Start of SOURCE DOCUMENT

Over the weekend, in Ho Chi Minh City, Vietnam's largest urban area of about eight million people, people rushed to supermarkets and street markets in scenes described as "chaotic" by some local media reports.

Concern mounted in the southern city many still call Saigon after a popular supermarket chain, Saigon Co-op Mart, said it was selling only 10 kg of rice for each purchase. That came less than a week after U.S. giant Wal-Mart Stores Inc's <WMT.N> Sam's Club warehouse division put limits on purchases of rice.

By Monday, there were lines at the co-op and people loading up bags of rice, although it was also a sale day for food and other produce to mark the April 30 Liberation Day holiday.

Authorities are trying to reduce hoarding and a supermarket worker filling bags of rice said, "We don't want people to buy a lot at the same time."

At Ba Chieu market in the city centre on Sunday, some stalls were empty and people were seen loading up to 10-kg bags of rice on motorbikes as vendors raised prices on the spot.

End of SOURCE DOCUMENT
Start of RECORDED INFORMATION

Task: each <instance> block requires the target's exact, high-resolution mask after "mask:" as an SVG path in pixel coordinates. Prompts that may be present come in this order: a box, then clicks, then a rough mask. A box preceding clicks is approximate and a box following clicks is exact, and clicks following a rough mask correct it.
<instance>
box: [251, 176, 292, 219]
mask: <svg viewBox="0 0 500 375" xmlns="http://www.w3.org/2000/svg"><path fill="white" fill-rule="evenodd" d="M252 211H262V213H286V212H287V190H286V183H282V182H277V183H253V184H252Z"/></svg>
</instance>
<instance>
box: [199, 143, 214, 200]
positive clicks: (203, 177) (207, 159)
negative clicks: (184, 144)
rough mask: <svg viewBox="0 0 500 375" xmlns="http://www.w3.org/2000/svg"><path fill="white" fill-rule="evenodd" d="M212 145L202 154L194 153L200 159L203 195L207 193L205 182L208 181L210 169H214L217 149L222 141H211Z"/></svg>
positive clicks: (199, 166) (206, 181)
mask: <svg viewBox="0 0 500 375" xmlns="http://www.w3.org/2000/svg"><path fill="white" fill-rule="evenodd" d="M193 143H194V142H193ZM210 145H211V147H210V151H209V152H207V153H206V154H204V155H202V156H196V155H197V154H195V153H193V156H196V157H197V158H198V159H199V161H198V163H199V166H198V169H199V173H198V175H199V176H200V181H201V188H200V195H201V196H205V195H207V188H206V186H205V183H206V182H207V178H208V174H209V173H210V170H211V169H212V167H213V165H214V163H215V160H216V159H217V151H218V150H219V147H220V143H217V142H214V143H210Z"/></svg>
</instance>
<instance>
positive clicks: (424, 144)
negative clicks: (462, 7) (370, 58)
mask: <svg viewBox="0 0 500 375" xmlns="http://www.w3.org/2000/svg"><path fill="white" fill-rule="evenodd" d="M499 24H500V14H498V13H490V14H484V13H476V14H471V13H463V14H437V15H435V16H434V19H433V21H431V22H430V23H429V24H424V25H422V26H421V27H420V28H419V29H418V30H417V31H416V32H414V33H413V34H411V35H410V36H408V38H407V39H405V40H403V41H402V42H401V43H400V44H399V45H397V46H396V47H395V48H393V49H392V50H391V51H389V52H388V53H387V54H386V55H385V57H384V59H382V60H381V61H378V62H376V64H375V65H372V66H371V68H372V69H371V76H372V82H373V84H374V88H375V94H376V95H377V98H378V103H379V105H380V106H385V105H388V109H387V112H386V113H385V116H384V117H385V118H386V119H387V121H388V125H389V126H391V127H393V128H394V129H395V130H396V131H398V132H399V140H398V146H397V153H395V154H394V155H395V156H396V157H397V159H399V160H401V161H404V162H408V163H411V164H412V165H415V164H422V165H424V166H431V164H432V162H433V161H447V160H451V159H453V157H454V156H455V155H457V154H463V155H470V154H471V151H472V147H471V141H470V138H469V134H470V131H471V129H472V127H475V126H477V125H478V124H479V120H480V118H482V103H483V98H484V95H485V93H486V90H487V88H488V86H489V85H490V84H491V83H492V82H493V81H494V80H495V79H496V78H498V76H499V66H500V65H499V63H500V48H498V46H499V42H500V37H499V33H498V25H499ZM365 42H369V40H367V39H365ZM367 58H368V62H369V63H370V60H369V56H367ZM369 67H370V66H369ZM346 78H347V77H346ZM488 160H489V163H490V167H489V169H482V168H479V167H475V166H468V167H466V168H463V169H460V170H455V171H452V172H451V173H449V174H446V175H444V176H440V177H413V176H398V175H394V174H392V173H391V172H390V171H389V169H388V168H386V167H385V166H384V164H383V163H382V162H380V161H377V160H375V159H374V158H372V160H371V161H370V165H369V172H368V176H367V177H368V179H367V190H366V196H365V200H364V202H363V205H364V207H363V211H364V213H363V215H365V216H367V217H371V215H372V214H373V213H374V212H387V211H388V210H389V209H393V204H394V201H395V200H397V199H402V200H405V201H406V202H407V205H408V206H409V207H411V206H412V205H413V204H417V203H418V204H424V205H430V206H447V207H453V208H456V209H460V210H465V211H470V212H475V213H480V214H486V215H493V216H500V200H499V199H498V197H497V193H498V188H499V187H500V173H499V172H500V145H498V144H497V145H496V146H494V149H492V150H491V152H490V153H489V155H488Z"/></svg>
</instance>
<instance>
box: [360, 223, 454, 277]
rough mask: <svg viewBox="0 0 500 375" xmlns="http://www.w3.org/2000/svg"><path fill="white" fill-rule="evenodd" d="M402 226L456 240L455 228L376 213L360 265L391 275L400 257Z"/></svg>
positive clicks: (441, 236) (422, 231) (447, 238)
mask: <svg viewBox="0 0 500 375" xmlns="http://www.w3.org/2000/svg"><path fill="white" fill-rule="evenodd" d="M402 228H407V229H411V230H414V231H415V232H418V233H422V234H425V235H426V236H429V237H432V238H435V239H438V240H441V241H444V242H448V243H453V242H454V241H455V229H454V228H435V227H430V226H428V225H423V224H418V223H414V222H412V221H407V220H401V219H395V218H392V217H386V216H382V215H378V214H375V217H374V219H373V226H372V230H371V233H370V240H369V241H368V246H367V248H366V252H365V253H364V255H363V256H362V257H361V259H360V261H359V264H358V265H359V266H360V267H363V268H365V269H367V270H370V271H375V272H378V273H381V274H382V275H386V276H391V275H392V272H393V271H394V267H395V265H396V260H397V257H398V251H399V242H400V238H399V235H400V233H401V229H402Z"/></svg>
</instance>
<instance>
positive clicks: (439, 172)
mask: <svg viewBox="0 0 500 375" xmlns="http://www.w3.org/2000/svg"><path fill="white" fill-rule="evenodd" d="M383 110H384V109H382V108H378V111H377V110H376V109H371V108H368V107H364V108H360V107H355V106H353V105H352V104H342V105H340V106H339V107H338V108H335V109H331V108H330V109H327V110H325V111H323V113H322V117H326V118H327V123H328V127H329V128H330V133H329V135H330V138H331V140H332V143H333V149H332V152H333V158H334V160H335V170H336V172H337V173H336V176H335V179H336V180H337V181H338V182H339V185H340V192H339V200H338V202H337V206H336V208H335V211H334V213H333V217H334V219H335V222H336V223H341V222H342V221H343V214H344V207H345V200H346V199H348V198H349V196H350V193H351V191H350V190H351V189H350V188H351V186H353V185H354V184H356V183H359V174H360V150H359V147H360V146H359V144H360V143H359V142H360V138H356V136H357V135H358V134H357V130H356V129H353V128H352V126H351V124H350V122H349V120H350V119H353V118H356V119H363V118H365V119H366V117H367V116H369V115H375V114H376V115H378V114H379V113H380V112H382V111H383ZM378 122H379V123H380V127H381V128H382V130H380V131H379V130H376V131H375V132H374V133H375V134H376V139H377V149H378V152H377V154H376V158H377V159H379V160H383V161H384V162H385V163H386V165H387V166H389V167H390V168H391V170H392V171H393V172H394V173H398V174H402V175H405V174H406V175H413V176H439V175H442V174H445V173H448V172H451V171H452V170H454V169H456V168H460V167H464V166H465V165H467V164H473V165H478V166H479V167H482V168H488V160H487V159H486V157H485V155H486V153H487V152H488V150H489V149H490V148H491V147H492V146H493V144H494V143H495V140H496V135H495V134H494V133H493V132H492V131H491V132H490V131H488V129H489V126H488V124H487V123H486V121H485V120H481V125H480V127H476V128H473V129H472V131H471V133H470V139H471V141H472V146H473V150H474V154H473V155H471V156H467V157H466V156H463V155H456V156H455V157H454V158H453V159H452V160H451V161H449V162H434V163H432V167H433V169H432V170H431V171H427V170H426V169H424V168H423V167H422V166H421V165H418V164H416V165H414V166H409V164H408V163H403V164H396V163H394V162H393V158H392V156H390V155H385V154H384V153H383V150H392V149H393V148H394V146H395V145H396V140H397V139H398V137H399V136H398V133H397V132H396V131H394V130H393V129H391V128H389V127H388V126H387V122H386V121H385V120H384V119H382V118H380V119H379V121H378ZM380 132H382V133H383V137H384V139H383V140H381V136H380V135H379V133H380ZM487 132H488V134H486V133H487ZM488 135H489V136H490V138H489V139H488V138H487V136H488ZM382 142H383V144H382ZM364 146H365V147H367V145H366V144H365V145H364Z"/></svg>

End of RECORDED INFORMATION

EXPLORE THE MATERIAL.
#1 Which companies and company divisions does the report on rice buying in Ho Chi Minh City name?
#2 In the report on rice buying in Ho Chi Minh City, how much rice did Saigon Co-op Mart allow per purchase?
#3 Write the next part of the report on rice buying in Ho Chi Minh City, picking up after its final sentence.

EXPECTED RESULTS.
#1 Saigon Co-op Mart; Wal-Mart Stores Inc; Sam's Club

#2 10 kg of rice for each purchase

#3
"The government should control the price," said a customer in the market, who declined to give her name. "It is rising very fast and sometimes it changes daily. If prices are too high, people will go hungry."

WORLD BANK HELP

The events in Vietnam came as the Philippines said it has asked the World Bank to persuade rice-exporting nations to lift shipment curbs that threatened the food security of importing countries.

"I have asked the World Bank if it's possible to use its moral persuasion, its stature, its influence to talk to the supplier countries," Agriculture Secretary Arthur Yap told local television.

Rice has become a hot political issue in the Philippines. Yap confirmed the Philippines is considering rolling back the government's direct role in subsidizing expensive rice imports.

The Vietnamese government, facing the challenge of double-digit inflation as it makes the transition to a market economy, blamed hoarding and speculation for the weekend buying spree, and reacted by ordering local authorities to regulate markets and ban non-food traders from trading rice.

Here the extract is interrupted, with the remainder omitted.